§ Excerpted text
=== Section Start ===

The Washington Legal Foundation (WLF) is a non-profit legal organization located at 2007-2009 Massachusetts Avenue NW, on Embassy Row in Washington, D.C. Founded in 1977, the Foundation's stated goal is "to defend and promote the principles of freedom and justice." The organization promotes pro-business and free-market positions and is widely perceived as conservative.

WLF addresses a range of legal matters, including commercial free speech, corporate criminal liability, environmental regulation, food and drug law, health care, and intellectual property through three primary functions. Its first functions as a public interest law firm that brings original lawsuits, files amicus briefs, intervenes in court cases, and petitions agencies for rulings. It also works as a legal think tank that publishes in seven different formats once every two weeks, and it is a non-profit communications company that hosts regular conferences, media briefings, and national educational advertising campaigns.

==Litigation==
Since its founding in 1977, the Washington Legal Foundation has litigated more than 1600 court cases, participated in nearly 900 administrative and regulatory proceedings, and published nearly 2,900 legal studies by over 2,500 different legal experts. They have also initiated 138 judicial misconduct investigations, and filed more than 165 attorney and reform actions and petitions.

Cases in which WLF have been involved include:

Abigail Alliance v. von Eschenbach, 495 F.3d 695 (D.C. Cir. 2007).
WLF represented terminally ill plaintiffs who unsuccessfully sued the Food and Drug Administration (FDA) for potentially life-saving drugs that had not yet been approved.

Auvil v. CBS "60 Minutes", 67 F.3d 816 (9th Cir. 1995).
The appellate court affirmed the trial court's rejection of a challenge to evidence which supported a 60 Minutes broadcast alleging that the Washington apples contained a carcinogen that harms children.

Goldwater v. Carter, 617 F.2d 697 (D.C. Cir. 1979).
WLF represented several members of congress who enjoined President Jimmy Carter from unilaterally terminating the Mutual Defense Treaty between the U.S. and Taiwan without the support of a majority of both houses of Congress, or two-thirds of the Senate. The Supreme Court later overruled this decision.

Phillips v. Washington Legal Foundation, 524 U.S. 156 (1998).

=== Section End ===

§ Given information
=== Section Start ===

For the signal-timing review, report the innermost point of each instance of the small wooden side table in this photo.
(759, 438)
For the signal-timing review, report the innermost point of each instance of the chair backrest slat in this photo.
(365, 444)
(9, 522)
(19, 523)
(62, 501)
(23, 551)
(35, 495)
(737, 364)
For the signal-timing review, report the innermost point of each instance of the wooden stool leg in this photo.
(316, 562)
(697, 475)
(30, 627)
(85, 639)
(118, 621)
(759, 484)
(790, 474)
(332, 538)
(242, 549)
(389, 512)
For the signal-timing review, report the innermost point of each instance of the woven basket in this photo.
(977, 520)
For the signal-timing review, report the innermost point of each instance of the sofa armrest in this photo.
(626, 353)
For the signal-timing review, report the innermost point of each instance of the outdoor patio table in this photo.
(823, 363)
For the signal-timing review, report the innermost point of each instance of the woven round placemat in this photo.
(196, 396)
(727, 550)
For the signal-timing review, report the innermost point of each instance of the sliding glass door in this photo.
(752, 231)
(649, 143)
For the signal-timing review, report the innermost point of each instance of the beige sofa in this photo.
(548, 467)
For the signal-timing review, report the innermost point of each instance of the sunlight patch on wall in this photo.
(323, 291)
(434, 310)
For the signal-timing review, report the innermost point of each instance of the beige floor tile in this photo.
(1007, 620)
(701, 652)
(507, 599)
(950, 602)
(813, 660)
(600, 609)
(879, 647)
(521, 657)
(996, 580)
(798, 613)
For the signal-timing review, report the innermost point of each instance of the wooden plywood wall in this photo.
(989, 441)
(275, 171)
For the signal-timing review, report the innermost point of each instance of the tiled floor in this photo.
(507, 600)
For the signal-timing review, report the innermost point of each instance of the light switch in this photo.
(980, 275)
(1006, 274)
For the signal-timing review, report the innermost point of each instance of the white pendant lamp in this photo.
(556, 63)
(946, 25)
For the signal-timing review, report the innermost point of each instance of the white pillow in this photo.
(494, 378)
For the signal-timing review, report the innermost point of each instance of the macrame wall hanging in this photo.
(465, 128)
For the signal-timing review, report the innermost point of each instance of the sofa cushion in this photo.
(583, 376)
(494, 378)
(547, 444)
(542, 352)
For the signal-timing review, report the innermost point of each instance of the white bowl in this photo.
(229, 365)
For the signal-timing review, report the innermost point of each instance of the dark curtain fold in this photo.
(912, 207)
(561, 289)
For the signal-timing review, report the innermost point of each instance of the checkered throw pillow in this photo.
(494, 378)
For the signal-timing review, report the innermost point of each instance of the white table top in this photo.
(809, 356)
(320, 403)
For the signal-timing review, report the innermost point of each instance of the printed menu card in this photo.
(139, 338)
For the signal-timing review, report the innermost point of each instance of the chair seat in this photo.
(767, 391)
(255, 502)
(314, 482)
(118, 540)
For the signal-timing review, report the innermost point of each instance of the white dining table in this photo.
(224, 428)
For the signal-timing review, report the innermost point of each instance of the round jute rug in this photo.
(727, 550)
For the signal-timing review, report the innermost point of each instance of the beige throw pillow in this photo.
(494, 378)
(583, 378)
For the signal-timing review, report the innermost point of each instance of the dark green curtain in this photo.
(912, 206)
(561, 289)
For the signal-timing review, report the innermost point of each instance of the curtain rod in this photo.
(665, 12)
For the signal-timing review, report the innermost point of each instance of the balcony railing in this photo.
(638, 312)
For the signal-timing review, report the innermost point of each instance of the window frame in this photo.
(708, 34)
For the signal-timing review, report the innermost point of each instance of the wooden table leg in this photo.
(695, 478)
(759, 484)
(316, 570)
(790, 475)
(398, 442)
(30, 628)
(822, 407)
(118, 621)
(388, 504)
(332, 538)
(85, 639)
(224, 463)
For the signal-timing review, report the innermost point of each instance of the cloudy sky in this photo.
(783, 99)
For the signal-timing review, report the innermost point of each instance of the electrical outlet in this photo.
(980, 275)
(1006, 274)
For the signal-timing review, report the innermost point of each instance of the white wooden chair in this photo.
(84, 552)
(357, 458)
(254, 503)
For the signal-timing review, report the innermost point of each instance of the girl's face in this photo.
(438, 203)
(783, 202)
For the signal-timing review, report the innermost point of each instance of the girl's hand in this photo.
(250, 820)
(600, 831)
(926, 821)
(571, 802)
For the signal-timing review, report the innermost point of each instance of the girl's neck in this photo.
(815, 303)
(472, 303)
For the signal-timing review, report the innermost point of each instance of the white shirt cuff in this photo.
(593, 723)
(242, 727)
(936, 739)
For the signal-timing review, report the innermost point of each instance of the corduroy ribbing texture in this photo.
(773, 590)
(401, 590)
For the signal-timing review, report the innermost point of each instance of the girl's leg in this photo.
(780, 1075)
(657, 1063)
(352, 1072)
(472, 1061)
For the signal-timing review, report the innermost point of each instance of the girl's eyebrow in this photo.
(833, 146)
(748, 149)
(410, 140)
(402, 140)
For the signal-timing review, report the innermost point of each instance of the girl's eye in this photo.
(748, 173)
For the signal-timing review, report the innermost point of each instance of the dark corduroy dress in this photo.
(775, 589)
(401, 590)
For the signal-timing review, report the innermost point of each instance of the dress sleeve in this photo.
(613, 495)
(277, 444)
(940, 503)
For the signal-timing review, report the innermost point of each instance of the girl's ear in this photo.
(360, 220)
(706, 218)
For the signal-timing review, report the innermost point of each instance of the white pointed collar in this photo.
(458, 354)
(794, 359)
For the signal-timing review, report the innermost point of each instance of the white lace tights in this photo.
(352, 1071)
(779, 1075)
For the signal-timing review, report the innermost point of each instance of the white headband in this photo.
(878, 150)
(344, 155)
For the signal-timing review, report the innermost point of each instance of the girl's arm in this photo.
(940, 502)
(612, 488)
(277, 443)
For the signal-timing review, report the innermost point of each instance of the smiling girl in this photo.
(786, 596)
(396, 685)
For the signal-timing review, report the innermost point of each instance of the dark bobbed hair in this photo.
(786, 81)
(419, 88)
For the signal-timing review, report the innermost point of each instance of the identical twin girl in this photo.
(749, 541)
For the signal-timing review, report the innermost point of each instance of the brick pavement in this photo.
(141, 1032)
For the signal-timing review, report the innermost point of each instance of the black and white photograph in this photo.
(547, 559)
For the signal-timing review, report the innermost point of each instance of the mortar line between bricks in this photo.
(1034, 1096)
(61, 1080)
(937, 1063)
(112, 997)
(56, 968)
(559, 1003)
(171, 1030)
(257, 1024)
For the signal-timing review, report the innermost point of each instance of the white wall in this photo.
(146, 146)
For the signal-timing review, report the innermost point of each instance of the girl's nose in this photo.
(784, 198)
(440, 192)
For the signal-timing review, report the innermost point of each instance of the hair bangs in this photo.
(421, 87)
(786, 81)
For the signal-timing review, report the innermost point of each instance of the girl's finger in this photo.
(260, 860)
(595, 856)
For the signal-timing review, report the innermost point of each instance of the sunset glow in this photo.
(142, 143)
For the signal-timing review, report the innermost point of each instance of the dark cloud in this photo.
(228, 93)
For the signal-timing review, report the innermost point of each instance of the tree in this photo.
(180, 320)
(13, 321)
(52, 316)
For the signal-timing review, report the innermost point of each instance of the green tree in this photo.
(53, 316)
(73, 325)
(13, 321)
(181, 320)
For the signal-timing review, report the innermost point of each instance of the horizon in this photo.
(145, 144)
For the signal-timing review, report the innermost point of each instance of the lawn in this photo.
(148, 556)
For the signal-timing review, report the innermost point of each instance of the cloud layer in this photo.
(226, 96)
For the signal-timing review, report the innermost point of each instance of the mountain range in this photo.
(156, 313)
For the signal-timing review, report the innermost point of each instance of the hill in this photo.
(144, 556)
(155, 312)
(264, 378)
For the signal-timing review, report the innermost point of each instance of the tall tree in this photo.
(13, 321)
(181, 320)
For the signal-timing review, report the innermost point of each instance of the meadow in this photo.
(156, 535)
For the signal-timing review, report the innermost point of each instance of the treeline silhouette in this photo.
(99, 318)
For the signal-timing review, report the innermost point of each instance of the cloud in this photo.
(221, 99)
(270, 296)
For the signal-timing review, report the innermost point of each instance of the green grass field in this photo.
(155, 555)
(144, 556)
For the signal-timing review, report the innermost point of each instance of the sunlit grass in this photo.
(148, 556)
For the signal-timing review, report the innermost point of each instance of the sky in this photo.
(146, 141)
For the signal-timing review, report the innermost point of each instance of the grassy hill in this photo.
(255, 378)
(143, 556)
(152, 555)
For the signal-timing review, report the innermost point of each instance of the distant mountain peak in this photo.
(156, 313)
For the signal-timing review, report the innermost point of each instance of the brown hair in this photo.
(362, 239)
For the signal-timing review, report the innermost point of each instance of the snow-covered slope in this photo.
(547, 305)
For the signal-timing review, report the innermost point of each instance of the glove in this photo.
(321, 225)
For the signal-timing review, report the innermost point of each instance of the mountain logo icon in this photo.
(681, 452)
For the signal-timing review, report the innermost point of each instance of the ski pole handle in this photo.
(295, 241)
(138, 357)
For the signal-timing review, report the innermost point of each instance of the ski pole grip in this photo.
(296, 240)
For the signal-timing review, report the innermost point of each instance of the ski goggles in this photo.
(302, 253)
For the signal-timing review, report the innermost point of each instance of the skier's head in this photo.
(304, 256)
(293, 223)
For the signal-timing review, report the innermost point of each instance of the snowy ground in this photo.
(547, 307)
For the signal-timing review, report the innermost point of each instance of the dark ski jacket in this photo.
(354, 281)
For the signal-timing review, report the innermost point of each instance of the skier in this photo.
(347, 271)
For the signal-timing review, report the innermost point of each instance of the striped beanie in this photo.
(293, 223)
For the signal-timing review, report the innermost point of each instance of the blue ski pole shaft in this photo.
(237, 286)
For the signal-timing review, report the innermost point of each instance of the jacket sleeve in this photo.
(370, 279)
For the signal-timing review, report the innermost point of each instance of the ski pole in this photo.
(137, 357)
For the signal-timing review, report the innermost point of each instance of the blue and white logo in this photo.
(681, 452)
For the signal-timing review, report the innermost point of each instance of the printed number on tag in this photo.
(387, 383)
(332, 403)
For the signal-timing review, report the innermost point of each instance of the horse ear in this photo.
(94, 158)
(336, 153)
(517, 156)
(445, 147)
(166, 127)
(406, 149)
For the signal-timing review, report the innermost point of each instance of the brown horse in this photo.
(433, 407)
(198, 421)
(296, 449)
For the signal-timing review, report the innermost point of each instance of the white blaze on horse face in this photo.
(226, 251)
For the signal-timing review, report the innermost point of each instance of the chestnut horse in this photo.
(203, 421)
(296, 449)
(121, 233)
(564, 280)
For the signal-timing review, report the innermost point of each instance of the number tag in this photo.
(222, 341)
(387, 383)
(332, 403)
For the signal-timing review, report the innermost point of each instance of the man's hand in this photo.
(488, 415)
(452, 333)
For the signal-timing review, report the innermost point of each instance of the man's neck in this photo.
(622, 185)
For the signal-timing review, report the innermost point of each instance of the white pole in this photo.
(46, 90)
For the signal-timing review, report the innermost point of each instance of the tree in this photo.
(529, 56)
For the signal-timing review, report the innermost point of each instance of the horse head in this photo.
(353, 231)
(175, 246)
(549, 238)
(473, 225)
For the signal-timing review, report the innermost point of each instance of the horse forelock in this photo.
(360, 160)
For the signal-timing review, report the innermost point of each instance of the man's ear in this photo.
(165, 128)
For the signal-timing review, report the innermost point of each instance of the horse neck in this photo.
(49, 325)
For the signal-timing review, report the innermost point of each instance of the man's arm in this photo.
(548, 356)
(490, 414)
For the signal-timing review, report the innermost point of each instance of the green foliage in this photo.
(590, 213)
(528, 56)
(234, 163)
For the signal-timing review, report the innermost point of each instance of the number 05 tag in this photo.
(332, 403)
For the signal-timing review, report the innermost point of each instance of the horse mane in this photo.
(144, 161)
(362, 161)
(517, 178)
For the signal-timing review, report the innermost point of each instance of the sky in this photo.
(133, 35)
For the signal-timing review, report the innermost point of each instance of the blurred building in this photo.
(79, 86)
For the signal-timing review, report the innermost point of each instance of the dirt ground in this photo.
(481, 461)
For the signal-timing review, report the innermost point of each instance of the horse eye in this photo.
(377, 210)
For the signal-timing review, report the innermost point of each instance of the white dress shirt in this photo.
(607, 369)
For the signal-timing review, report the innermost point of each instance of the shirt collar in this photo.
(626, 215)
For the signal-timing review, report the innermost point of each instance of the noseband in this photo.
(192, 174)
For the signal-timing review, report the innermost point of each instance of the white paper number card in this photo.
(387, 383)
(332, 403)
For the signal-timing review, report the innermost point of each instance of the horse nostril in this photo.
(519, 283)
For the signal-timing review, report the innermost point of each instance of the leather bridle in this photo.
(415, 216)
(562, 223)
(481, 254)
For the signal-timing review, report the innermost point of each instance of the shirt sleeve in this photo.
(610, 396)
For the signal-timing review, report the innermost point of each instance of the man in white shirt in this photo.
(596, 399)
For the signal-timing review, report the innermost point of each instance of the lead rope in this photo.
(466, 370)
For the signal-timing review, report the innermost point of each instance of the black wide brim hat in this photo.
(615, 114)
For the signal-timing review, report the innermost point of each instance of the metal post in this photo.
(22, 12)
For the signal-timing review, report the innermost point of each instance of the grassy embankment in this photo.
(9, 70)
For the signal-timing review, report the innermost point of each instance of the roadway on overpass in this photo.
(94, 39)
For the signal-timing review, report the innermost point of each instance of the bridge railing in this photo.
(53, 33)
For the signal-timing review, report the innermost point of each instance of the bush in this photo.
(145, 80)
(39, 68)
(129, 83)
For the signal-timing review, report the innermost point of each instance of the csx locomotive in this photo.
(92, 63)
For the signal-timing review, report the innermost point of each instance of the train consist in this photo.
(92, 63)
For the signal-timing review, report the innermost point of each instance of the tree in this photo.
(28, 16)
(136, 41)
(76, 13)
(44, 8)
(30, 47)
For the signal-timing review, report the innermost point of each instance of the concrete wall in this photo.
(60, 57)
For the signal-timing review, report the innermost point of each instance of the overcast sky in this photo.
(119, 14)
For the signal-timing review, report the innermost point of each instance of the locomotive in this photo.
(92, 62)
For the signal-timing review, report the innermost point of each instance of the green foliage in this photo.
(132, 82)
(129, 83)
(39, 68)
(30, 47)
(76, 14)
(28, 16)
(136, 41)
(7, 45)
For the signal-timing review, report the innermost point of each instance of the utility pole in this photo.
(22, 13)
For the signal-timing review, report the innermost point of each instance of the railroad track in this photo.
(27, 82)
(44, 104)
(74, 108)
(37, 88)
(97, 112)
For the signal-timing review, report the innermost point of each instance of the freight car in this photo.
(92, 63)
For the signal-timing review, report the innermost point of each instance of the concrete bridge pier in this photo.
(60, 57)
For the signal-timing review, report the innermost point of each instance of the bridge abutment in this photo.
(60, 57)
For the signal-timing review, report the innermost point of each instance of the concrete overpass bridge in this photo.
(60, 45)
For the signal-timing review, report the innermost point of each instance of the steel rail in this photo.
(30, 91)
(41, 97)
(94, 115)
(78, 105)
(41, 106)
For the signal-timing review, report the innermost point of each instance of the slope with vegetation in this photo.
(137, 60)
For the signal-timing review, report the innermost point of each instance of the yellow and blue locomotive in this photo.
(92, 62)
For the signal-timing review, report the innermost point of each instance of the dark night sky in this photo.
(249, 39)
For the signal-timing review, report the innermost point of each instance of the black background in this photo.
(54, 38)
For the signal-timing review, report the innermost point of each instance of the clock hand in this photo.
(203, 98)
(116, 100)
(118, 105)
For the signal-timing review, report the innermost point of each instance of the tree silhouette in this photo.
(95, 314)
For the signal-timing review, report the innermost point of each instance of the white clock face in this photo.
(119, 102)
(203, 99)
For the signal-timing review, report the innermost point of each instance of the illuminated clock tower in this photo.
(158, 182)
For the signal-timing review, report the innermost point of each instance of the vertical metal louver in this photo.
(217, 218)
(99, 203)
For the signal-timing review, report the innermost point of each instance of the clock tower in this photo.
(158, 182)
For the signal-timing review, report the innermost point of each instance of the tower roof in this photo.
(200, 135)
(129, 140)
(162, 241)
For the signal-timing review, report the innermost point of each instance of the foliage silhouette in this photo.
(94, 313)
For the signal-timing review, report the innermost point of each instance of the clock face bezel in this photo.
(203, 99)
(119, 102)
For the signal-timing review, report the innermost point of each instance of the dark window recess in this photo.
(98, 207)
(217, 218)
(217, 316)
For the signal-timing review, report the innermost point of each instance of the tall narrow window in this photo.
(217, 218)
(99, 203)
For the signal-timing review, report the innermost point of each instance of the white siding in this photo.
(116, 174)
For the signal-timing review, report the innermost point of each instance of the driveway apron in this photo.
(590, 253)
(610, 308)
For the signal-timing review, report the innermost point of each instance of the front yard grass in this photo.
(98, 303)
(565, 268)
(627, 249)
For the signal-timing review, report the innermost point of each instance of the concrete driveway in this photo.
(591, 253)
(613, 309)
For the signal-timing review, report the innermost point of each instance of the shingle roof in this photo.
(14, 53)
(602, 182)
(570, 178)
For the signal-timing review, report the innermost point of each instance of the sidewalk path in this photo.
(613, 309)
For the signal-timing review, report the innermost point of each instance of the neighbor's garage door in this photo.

=== Section End ===

§ Tasks to complete
#1 Update the stretch of the Washington Legal Foundation text from "Cases in which" through "that harms children." by changing "appellate court" to "appeals court".
#2 According to the Washington Legal Foundation text, how many judicial misconduct investigations has the Foundation initiated?
#3 List the legal matters that the Washington Legal Foundation text says WLF addresses.

§ Solutions by task
#1
Cases in which WLF have been involved include:

Abigail Alliance v. von Eschenbach, 495 F.3d 695 (D.C. Cir. 2007).
WLF represented terminally ill plaintiffs who unsuccessfully sued the Food and Drug Administration (FDA) for potentially life-saving drugs that had not yet been approved.

Auvil v. CBS "60 Minutes", 67 F.3d 816 (9th Cir. 1995).
The appeals court affirmed the trial court's rejection of a challenge to evidence which supported a 60 Minutes broadcast alleging that the Washington apples contained a carcinogen that harms children.

#2 138

#3
- commercial free speech
- corporate criminal liability
- environmental regulation
- food and drug law
- health care
- intellectual property